A visita efémera dos nossos irmãos inesperados teve uma duração fugaz de 20 dias. Os amigos de Empédocles chegaram, dominaram, espalharam um sopro de angústia e de esperança sobre o mundo. Depois partiram sem avisar. Estiveram entre nós de 9 de novembro (terça-feira) a 9 de dezembro (quinta-feira), talvez de 2021, por distar 50 anos da aprovação da 25.ª emenda da constituição do EUA (1967) e se conjugar com os dias da semana apontados no diário do protagonista-cronista, i.e., num futuro perto da publicação da obra e da data em que a li. Esses salvadores/predadores com nomes gregos significativos ﹘ Agamémnom, Demóstenes, Pausânias, Electra ﹘, vindos não se sabe donde no tecido espácio-temporal, detentores de poderes inexplicáveis à luz dos conhecimentos atuais, capazes de evitar uma catástrofe nuclear travada a nível global ou de poder prolongar a vida para além dos limites da morte, espalham-se um pouco por todo o lado à escala planetária, apesar da ação se centrar na minúscula Antioquia, uma das quatro ilhas fictícias do arquipélago Les Chirons, atravessado pela corrente do Golfo, no Atlântico Norte, provavelmente situado nas imediações das costas setentrionais da Noruega ou das Cornualhas, por decorrer em pleno inverno à distância de seis fusos horários de Washington.

=== Material fornecido ===
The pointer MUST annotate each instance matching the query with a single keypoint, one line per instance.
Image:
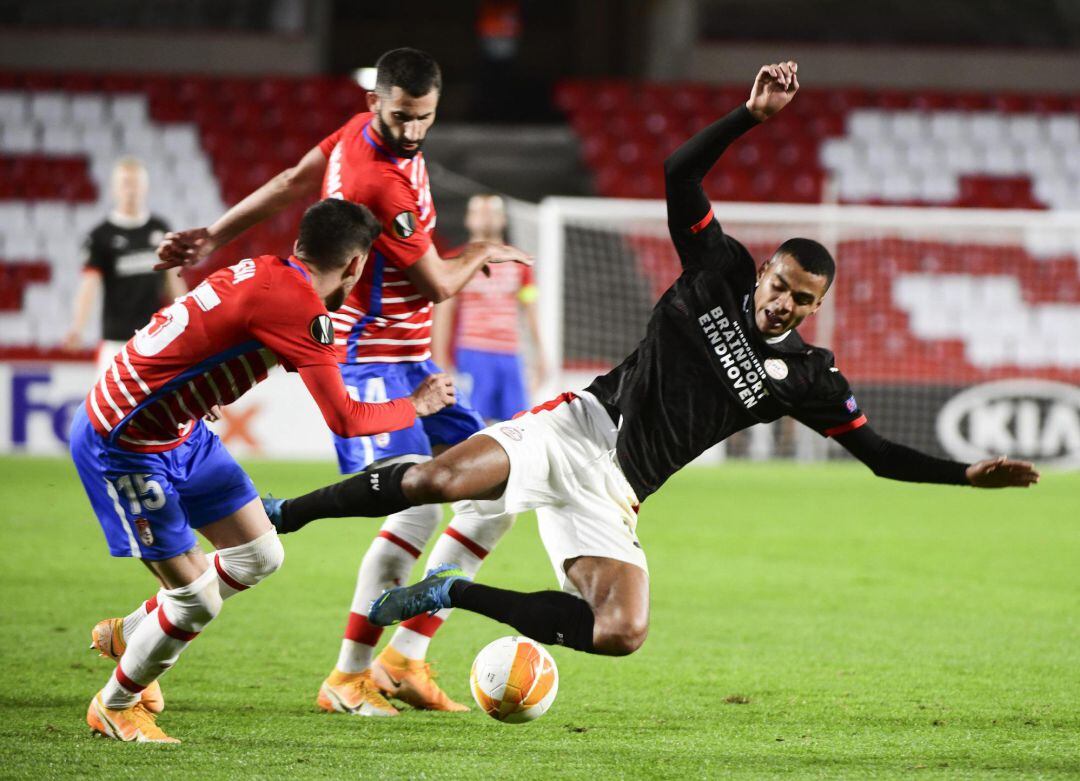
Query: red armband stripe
(360, 630)
(228, 579)
(172, 630)
(850, 426)
(703, 223)
(391, 537)
(127, 683)
(473, 548)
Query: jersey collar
(295, 263)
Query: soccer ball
(514, 679)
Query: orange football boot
(353, 692)
(107, 638)
(412, 681)
(131, 724)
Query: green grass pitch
(808, 621)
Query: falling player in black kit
(720, 353)
(119, 257)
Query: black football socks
(372, 494)
(550, 617)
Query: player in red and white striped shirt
(481, 324)
(153, 471)
(382, 335)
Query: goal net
(959, 330)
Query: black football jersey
(704, 372)
(133, 291)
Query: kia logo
(1023, 418)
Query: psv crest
(322, 330)
(405, 225)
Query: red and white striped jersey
(210, 347)
(487, 308)
(386, 319)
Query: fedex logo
(38, 403)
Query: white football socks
(466, 542)
(180, 615)
(388, 562)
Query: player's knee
(414, 525)
(619, 632)
(253, 562)
(191, 607)
(432, 481)
(622, 640)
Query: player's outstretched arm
(439, 279)
(688, 207)
(187, 247)
(895, 461)
(1002, 472)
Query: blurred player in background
(720, 353)
(119, 258)
(481, 324)
(383, 339)
(154, 472)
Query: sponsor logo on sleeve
(775, 367)
(322, 330)
(404, 225)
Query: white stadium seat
(129, 110)
(51, 108)
(12, 107)
(18, 137)
(90, 110)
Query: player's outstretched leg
(107, 638)
(373, 493)
(238, 568)
(351, 687)
(247, 552)
(474, 469)
(401, 670)
(610, 618)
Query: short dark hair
(812, 256)
(415, 71)
(334, 230)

=== Aplicar a leitura ===
1 - Como resumiria, em duas frases, o texto sobre a visita dos amigos de Empédocles?
2 - Dê seguimento ao texto sobre a visita dos amigos de Empédocles, escrevendo o parágrafo que viria logo depois da última frase apresentada.

=== Respostas por tarefa ===
1 - Os amigos de Empédocles, visitantes com nomes gregos e poderes inexplicáveis à luz dos conhecimentos atuais, estiveram entre nós de 9 de novembro a 9 de dezembro, talvez de 2021, espalhando angústia e esperança sobre o mundo antes de partirem sem avisar. Embora se espalhem por todo o planeta, a ação centra-se em Antioquia, uma das quatro ilhas fictícias do arquipélago Les Chirons, no Atlântico Norte.

2 -
À medida que a leitura prossegue, aprendi a gostar das personagens, a sentir o que elas sentem, a sentir a sua falta quando o final do relato se vislumbra no horizonte. Assim se passa com Alexandre e Ève, os protagonistas reportados pelo primeiro em quatro cadernos ﹘Neblinas, Abertas, Ancoragens e Eclipses ﹘, conhecido no meio artístico dos cartoons jornalísticos como Alec Zander, e pela sua única vizinha insular, a autora do romance de culto premonitório L'avenir n'habite plus à cette adresse, narrado pela lendária Lilith no hebraico Talmude de Babilónia. Depois há Moro, o amigo do desenhador-relator e conselheiro do presidente americano Milton. A escolha destes antropónimos, associados aos criadores de duas obras maiores da literatura ocidental, a Utopia de Thomas Morus e o Paraíso Perdido de John Milton, não me deixaram indiferente à trama em que dois modelos civilizacionais edénicos se confrontam, pondo em risco a sobrevivência das duas. A menos que ambas estejam de acordo em abrir uma nova página entre uma e outra. De eleger como única inimiga a morte, de a fazer recuar através da sabedoria e do conhecimento até ao final dos tempos, viabilizando assim a aliança dos dois ramos da humanidade com a vida, livre da doença e do envelhecimento, a união eterna dos irmãos inesperados e dos irmãos reencontrados.
NOTA
* Umberto ECO, «Os mundos da ficção científica», IN Sobre os espelhos e outros ensaios. [1985]. Lisboa: Difel, 1989.